Records shown =>

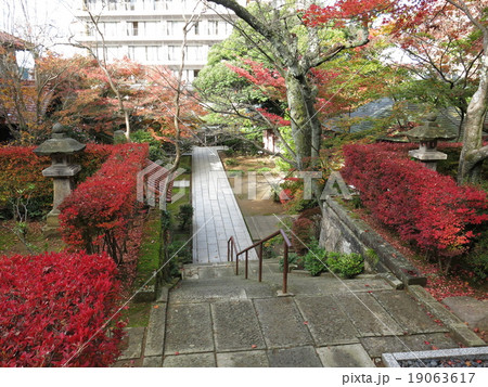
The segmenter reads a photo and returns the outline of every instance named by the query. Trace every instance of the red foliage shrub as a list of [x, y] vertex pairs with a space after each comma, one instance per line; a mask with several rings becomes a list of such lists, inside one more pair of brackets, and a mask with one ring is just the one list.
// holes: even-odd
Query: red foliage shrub
[[344, 178], [361, 193], [361, 201], [382, 223], [400, 237], [437, 257], [465, 251], [474, 234], [471, 224], [488, 220], [486, 193], [419, 163], [398, 145], [344, 147]]
[[60, 206], [60, 220], [68, 245], [88, 253], [107, 251], [120, 263], [137, 210], [137, 176], [149, 147], [121, 144], [114, 149], [100, 170], [66, 197]]
[[106, 255], [0, 257], [0, 366], [106, 366], [120, 284]]
[[[111, 145], [88, 144], [84, 153], [75, 156], [81, 165], [76, 177], [82, 181], [93, 175], [112, 152]], [[52, 206], [52, 179], [42, 176], [42, 169], [51, 165], [49, 157], [38, 157], [33, 153], [35, 146], [0, 146], [0, 210], [8, 209], [17, 197], [26, 203], [31, 215]]]

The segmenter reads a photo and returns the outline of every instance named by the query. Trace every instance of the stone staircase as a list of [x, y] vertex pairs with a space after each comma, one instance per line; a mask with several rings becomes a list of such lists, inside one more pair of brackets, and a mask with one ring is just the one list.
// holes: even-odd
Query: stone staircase
[[[233, 263], [188, 265], [154, 305], [144, 366], [374, 366], [383, 352], [457, 347], [448, 330], [404, 291], [375, 274], [290, 276], [278, 297], [278, 261], [249, 280]], [[428, 345], [426, 344], [428, 343]]]

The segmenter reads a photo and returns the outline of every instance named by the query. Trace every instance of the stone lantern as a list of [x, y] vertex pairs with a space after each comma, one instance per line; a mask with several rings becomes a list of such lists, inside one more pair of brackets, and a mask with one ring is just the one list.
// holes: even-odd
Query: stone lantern
[[57, 207], [72, 192], [74, 188], [73, 177], [81, 170], [79, 165], [73, 164], [73, 155], [85, 151], [86, 144], [66, 136], [67, 128], [61, 124], [52, 127], [51, 139], [44, 141], [34, 150], [37, 156], [50, 156], [52, 165], [42, 171], [47, 178], [52, 178], [54, 183], [54, 203], [52, 210], [48, 214], [47, 233], [55, 233], [60, 222], [60, 210]]
[[409, 155], [425, 164], [432, 170], [437, 169], [437, 162], [447, 159], [447, 154], [437, 151], [437, 141], [452, 140], [457, 138], [457, 133], [449, 129], [441, 128], [436, 122], [437, 114], [429, 113], [425, 117], [424, 125], [418, 126], [408, 132], [406, 136], [411, 142], [420, 142], [418, 150], [409, 151]]

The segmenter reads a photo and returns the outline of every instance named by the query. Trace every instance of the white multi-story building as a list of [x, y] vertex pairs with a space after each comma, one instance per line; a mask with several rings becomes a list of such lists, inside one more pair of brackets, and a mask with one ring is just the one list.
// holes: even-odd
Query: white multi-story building
[[[192, 81], [207, 63], [209, 48], [232, 31], [231, 24], [200, 0], [80, 1], [81, 9], [77, 12], [82, 23], [77, 36], [79, 42], [90, 46], [100, 57], [105, 54], [107, 61], [127, 56], [144, 65], [166, 65], [172, 69], [181, 63], [183, 25], [196, 15], [184, 49], [183, 78], [188, 81]], [[245, 4], [246, 0], [241, 3]], [[216, 10], [232, 17], [224, 8]], [[103, 34], [104, 44], [90, 13]]]

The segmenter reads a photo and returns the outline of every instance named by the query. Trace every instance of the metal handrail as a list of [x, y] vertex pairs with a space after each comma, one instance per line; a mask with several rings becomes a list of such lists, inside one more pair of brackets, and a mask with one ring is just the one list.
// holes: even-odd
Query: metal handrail
[[249, 247], [244, 248], [243, 250], [237, 253], [237, 247], [235, 246], [235, 240], [233, 236], [229, 238], [227, 242], [227, 260], [228, 261], [234, 261], [234, 253], [235, 253], [235, 275], [239, 275], [239, 256], [242, 254], [245, 254], [245, 279], [247, 280], [248, 274], [248, 267], [249, 267], [249, 250], [252, 248], [256, 248], [259, 246], [259, 273], [258, 273], [258, 281], [262, 281], [262, 244], [274, 236], [280, 235], [283, 236], [283, 294], [287, 293], [288, 287], [288, 248], [292, 247], [292, 243], [290, 242], [288, 236], [285, 234], [285, 232], [280, 229], [277, 232], [273, 232], [271, 235], [268, 235], [267, 237], [260, 240], [259, 242], [256, 242], [254, 245], [251, 245]]

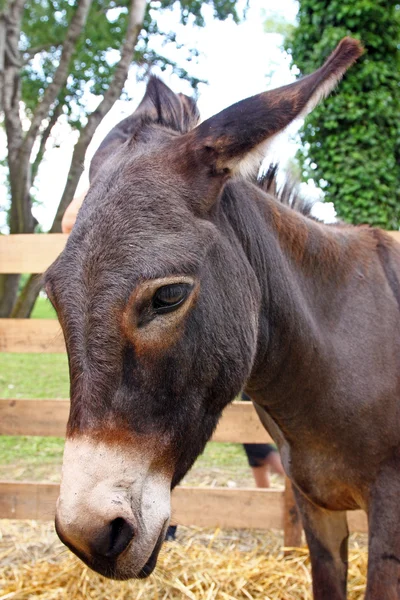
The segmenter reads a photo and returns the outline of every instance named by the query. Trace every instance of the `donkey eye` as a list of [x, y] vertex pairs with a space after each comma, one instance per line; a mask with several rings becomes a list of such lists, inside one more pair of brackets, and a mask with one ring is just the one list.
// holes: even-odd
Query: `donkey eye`
[[158, 288], [153, 296], [153, 309], [158, 314], [171, 312], [183, 304], [192, 287], [188, 283], [173, 283]]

The request =>
Retype the lines of the listing starting at the line that contains "of the white" and ending at the line that contains "44], [90, 13]]]", including both of those lines.

Response to the task =>
The segmenter reads a photo and returns the outline of every instance named by the query. Trace every instance of the white multi-story building as a list of [x, y] vertex pairs with a space after each comma, one instance per line; a mask with several rings becomes a list of such lists, inside one more pair of brackets, and a mask with one ring is just the one list.
// holes: even-odd
Query: white multi-story building
[[[192, 81], [207, 63], [209, 48], [232, 31], [231, 24], [200, 0], [80, 1], [81, 9], [77, 12], [82, 23], [77, 36], [79, 42], [90, 46], [100, 57], [105, 54], [107, 61], [127, 56], [144, 65], [166, 65], [172, 69], [181, 63], [183, 25], [196, 15], [184, 49], [183, 78], [188, 81]], [[245, 4], [246, 0], [241, 3]], [[216, 10], [232, 17], [224, 8]], [[103, 34], [104, 44], [90, 13]]]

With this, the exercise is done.